▶ **Work to complete**: Reproduce the passage on direct mail postage methods word for word, in its entirety.
==== Provided passage
If you compare a direct mail outer envelope to a suit of clothes, giving the first impression that gets people to engage and go inside your direct mail envelope, your postage method is like the shoes being worn with that suit. You can’t hide them, and you want them to match in personality and purpose with the rest of the ensemble, and make you look good. Ignoring what kind of postage method you are using ends up being a mistake that is costing you responses. Choosing between indicia, stamp or metering seems simple enough, but shouldn’t be an afterthought.
I’ve been lucky enough to be asked to develop a lot of direct mail test packages for varied clients with different approaches. Learning results after has allowed me to learn what works and what doesn’t in different situations. It’s a humbling but valuable experience you can only get with testing, trial and error.
You may be trying to put a new direct mail package or campaign together, and will decide on what postage method to use. It’s good to know why you’d use indicia, stamp or metering, and how experienced creative professionals decide which one to use. It’s not difficult, but if you look at a lot of the direct mail you receive, you’ll see postage method is often overlooked.
========
==== Recorded information
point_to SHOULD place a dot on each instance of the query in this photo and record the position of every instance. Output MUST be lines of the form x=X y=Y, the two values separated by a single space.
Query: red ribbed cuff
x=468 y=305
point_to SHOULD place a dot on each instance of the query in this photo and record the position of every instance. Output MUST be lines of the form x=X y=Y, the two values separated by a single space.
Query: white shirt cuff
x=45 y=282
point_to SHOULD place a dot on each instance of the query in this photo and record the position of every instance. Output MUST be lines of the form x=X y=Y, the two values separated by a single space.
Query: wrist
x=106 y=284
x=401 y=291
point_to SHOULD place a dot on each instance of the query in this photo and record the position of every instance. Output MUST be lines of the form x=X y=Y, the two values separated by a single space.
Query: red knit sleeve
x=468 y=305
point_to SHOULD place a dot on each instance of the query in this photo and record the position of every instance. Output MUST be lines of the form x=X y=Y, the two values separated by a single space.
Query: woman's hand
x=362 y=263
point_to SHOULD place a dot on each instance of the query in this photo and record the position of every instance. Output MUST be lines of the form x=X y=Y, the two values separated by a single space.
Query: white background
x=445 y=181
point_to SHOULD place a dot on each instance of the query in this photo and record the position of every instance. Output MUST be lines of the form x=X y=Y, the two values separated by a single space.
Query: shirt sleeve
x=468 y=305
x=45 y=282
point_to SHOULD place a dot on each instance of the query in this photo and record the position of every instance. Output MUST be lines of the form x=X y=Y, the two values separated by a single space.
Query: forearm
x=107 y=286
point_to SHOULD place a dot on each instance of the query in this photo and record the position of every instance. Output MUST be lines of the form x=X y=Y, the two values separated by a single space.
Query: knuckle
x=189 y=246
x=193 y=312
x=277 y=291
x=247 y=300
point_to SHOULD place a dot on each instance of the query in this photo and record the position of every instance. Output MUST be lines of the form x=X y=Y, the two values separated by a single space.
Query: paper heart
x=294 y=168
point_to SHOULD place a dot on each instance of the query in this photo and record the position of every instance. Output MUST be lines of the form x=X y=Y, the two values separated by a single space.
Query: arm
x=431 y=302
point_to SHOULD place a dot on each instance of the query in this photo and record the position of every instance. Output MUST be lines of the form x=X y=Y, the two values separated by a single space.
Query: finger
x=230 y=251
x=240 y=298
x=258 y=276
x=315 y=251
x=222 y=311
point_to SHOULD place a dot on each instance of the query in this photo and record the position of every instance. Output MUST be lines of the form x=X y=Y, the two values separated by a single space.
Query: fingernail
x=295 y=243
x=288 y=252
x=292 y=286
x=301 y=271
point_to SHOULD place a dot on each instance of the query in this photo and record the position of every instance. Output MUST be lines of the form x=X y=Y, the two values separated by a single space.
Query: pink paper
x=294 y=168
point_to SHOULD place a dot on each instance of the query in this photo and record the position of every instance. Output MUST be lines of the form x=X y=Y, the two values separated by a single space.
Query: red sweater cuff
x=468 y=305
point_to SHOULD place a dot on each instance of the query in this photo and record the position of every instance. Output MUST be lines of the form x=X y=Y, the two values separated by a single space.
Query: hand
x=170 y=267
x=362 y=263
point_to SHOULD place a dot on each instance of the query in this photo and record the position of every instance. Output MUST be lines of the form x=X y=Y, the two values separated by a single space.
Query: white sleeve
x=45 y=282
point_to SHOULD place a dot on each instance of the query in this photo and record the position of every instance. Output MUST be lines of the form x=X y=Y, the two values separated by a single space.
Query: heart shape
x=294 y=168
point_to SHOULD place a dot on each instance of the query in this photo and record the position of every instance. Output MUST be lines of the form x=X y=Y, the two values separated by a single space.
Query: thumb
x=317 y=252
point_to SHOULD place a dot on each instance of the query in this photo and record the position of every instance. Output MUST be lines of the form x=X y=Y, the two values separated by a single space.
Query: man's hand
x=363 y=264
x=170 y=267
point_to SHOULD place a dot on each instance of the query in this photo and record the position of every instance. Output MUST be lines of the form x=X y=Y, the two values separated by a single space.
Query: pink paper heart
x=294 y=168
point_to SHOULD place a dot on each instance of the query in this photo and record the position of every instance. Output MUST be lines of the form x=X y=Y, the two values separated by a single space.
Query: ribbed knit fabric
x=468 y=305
========
▶ **Problem solution**:
If you compare a direct mail outer envelope to a suit of clothes, giving the first impression that gets people to engage and go inside your direct mail envelope, your postage method is like the shoes being worn with that suit. You can’t hide them, and you want them to match in personality and purpose with the rest of the ensemble, and make you look good. Ignoring what kind of postage method you are using ends up being a mistake that is costing you responses. Choosing between indicia, stamp or metering seems simple enough, but shouldn’t be an afterthought.
I’ve been lucky enough to be asked to develop a lot of direct mail test packages for varied clients with different approaches. Learning results after has allowed me to learn what works and what doesn’t in different situations. It’s a humbling but valuable experience you can only get with testing, trial and error.
You may be trying to put a new direct mail package or campaign together, and will decide on what postage method to use. It’s good to know why you’d use indicia, stamp or metering, and how experienced creative professionals decide which one to use. It’s not difficult, but if you look at a lot of the direct mail you receive, you’ll see postage method is often overlooked.